>> start Given text
In some showrooms of the Asian hosts, the panel came to realize that none of the products on display were manufactured in the U.S. anymore. As noted in Chapter 4, new product demands are stimulating the invention of new materials and processes. The loss of manufacturing goes well beyond the loss of one class of products. If a technical community is dissociated from the product needs of the day, say those involved in making larger flat-panel displays or the latest mobile phones, communities cannot invent and eventually cannot teach effectively anymore. Chapter 4 lists several such new manufacturing processes. A yet more sobering realization is that we might invent new technologies, say in nanofabrication, but not be able to manufacture the products that incorporate them. It is naïve to say that those new products will still be designed in the U.S. because the latest manufacturing processes and newest materials need to be understood and used in order for a good design to be developed.
>> end Given text
>> start Data provided
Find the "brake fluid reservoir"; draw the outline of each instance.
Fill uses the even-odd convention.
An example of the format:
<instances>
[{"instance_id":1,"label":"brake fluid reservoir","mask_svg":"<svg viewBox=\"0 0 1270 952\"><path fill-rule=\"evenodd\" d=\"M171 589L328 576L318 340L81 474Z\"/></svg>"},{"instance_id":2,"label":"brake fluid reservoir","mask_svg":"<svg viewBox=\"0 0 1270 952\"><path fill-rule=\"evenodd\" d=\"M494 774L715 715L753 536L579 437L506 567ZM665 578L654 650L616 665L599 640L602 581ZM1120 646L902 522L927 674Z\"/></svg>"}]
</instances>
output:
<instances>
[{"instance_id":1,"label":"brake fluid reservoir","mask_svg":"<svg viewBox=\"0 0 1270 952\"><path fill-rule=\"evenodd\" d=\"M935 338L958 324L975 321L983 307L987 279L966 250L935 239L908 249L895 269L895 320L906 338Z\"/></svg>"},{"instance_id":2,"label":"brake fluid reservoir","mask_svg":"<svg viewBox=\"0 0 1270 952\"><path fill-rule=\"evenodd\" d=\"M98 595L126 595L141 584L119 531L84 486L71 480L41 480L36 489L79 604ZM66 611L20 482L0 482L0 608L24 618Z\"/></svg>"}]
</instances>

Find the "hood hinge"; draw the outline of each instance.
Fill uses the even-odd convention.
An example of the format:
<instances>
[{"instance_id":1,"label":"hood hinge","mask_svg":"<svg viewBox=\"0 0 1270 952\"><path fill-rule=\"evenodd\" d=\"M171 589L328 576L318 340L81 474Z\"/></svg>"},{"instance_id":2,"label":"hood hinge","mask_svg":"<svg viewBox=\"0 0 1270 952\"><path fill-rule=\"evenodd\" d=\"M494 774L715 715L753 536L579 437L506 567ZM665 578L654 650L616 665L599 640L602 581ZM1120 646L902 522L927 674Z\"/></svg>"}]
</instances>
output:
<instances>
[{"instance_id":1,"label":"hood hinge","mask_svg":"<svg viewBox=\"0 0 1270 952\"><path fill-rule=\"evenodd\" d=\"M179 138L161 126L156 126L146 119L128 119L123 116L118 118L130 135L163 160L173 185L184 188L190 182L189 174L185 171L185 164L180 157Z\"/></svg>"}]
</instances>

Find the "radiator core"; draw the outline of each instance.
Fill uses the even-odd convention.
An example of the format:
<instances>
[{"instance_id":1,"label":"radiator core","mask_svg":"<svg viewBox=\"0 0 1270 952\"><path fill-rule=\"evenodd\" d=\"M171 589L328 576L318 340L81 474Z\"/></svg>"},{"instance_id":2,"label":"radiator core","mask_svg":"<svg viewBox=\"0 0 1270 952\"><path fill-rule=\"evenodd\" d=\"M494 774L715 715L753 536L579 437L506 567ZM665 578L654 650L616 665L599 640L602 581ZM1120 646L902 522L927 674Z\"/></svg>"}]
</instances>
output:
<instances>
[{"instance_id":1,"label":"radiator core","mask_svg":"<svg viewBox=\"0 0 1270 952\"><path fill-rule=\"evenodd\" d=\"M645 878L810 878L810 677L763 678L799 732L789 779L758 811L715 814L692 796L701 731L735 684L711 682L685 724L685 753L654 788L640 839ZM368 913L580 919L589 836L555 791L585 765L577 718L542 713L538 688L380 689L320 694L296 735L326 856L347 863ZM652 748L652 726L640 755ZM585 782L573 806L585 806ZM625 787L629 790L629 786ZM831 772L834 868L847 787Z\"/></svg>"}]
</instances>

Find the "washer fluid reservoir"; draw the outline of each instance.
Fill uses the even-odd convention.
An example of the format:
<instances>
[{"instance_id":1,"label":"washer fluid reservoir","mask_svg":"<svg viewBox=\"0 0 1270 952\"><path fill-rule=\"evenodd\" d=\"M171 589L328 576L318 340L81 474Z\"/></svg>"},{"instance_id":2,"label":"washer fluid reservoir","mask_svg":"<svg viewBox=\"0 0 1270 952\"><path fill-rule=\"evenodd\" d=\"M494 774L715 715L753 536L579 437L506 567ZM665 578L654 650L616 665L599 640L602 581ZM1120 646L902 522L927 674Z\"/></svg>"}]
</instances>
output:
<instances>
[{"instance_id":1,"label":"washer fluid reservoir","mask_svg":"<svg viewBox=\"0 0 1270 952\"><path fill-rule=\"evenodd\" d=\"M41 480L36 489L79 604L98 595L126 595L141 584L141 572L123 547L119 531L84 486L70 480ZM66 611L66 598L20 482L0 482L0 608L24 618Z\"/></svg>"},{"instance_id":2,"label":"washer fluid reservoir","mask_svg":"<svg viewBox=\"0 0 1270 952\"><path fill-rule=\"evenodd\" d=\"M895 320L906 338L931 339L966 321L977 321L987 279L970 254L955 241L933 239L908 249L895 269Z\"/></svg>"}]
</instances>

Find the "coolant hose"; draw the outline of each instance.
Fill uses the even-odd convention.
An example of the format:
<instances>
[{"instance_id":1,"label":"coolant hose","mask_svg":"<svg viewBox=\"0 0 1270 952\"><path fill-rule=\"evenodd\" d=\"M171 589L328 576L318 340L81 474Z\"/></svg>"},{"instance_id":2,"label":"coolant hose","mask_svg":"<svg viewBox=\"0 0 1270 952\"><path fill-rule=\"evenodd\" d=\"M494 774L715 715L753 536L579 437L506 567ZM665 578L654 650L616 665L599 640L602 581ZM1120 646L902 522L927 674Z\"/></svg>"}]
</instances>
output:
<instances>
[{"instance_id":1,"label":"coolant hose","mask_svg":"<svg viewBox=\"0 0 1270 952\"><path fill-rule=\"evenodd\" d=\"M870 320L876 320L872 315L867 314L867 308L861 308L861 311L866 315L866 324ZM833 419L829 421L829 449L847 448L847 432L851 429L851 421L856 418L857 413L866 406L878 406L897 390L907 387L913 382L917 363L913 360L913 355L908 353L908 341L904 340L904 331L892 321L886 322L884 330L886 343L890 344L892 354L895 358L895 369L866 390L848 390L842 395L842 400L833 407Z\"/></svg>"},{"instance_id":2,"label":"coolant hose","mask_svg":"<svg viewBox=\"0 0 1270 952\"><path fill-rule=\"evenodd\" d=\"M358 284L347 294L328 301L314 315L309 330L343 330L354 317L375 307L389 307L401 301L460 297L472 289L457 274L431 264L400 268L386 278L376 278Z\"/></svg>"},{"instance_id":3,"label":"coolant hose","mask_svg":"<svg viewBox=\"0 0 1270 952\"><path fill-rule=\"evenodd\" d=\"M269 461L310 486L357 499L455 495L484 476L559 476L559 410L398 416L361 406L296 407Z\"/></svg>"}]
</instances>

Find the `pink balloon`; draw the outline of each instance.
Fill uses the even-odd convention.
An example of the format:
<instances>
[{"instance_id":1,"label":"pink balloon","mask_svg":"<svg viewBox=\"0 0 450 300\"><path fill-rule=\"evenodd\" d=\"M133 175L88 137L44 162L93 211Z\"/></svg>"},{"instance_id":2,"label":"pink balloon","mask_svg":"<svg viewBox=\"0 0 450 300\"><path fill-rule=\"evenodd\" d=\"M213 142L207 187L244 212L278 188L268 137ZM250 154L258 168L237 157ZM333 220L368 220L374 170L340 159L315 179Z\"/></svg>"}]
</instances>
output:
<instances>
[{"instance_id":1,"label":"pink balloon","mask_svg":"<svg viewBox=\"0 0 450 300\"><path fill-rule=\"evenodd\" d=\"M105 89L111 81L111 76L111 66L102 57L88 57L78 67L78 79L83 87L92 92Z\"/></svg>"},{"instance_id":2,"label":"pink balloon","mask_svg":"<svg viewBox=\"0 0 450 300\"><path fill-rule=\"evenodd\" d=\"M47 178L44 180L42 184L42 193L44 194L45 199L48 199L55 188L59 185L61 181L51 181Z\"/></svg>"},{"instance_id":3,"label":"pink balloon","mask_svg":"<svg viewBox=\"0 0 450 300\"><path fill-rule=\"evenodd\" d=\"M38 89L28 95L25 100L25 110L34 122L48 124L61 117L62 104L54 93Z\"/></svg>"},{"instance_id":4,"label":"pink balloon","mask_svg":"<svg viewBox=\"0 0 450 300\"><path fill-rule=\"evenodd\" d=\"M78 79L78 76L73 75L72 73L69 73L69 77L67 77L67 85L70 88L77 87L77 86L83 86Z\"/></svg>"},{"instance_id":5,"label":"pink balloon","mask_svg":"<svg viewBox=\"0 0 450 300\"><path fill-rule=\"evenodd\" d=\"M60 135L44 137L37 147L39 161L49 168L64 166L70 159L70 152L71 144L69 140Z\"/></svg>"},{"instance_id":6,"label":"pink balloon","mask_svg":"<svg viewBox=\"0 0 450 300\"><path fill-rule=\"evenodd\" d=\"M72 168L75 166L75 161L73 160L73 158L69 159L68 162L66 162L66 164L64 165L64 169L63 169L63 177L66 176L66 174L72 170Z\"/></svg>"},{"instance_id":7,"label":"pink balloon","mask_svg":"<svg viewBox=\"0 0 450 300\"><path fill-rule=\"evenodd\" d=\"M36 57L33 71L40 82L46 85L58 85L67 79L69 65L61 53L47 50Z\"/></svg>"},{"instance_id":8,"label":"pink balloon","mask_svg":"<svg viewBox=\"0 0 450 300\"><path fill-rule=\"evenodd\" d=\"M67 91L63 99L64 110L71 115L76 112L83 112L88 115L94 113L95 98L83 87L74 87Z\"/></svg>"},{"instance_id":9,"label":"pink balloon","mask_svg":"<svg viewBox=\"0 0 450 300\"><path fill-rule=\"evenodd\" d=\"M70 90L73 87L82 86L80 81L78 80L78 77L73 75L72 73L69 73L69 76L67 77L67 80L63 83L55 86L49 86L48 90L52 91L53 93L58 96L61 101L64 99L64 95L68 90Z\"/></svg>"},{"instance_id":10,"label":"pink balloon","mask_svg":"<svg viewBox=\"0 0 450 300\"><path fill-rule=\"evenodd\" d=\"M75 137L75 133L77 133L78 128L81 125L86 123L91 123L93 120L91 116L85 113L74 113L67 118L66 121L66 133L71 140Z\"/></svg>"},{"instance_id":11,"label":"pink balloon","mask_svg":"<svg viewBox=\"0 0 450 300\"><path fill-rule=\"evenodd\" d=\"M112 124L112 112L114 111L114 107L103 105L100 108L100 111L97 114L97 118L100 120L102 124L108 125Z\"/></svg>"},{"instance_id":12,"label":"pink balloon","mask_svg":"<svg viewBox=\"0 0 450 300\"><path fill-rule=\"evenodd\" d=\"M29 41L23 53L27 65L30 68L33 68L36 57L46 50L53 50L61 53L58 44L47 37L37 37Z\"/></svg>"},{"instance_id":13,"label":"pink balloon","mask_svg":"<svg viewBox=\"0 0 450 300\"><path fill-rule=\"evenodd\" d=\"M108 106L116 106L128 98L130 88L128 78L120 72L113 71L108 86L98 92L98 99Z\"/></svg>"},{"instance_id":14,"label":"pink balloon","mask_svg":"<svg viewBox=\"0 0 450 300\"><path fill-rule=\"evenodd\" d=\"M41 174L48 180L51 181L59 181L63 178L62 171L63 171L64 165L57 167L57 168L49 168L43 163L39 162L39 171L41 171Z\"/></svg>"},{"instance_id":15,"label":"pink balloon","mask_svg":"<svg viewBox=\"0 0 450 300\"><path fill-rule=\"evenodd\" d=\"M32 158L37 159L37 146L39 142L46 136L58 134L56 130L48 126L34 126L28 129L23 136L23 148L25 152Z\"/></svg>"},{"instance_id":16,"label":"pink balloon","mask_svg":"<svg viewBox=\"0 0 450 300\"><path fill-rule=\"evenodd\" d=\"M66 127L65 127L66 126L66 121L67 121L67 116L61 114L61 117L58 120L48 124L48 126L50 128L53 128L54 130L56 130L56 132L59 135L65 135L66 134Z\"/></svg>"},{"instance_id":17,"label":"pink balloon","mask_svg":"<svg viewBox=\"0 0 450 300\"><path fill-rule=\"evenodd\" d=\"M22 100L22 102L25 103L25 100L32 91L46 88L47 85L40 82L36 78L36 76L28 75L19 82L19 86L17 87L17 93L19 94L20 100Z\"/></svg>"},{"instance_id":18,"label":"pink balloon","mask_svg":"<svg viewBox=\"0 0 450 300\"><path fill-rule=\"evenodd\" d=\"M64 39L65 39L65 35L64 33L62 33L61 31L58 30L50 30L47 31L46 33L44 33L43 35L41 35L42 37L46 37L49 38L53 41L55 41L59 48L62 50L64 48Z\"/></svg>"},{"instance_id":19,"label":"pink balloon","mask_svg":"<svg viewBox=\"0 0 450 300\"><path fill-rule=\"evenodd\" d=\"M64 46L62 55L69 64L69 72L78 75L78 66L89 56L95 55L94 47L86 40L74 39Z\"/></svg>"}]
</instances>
>> end Data provided
Problems to work on:
a. For each statement, say yes or no on whether it agrees with the text above on losing U.S. manufacturing, and quote the words from that text that settle it. (i) In some showrooms, the panel found that none of the products on display were still made in the U.S. (ii) According to the text, new products will still be designed in the U.S. even if they are not made there. (iii) Chapter 4 lists several new manufacturing processes.
b. Carry on the text about losing U.S. manufacturing, starting right after its last sentence.

Exercise responses:
a.
(i) Yes: "none of the products on display were manufactured in the U.S. anymore"
(ii) No: "It is naïve to say that those new products will still be designed in the U.S."
(iii) Yes: "Chapter 4 lists several such new manufacturing processes."

b.
To stem the hollowing out of the manufacturing bases within their countries, the governments of many developed countries have made huge investments in the miniaturization of new products, including MEMS and NEMS, and in the miniaturization of manufacturing tools such as DTFs. These efforts are intended to regain a manufacturing edge. To illustrate this point, Olympus’ Haruo Ogawa (the leader of their MEMS team) says that MEMS may help rebuild Japan’s power as a manufacturing nation. Sankyo Seiki believes that its DTFs might revive manufacturing in Japan. In Korea the government just started a new DTF project. Finally, in some quarters in the U.S., nanotechnology is seen as a means for the U.S. to remain a high-technology innovator. It is difficult to predict which of these strategies will enable developed countries to maintain a manufacturing base. But it is clear that if any country wants to remain independent—especially in times of war—and maintain a high standard of living, it must remain strong in manufacturing. This is especially true if that country is resource-poor. There are several differ ent scenarios one can think of to maintain a strong manufacturing edge. One approach is a strategy in which manufacturing of products is only transferred abroad if new manufacturing technologies or products of equal or higher value are in the pipeline. The latter would require a more guided economy than we are used to in the U.S., but it is a strategy that seems to be paying off very well for China now. In another scenario, DTFs will become very automated and require very few human operators, so that exporting these machines does not make sense anymore, since no labor costs are saved; this is a free-market approach. Yet another popular scenario sees DTFs becoming as popular as desktop publishing; this could be called a socially responsible approach. This has been promoted by, for example, MIT’s Neil Gershenfeld, but may be somewhat naïve given the current political climate. In this scenario manufacturing becomes much less centralized, and many more people get involved. In any of these cases, the impact on society would be dramatic.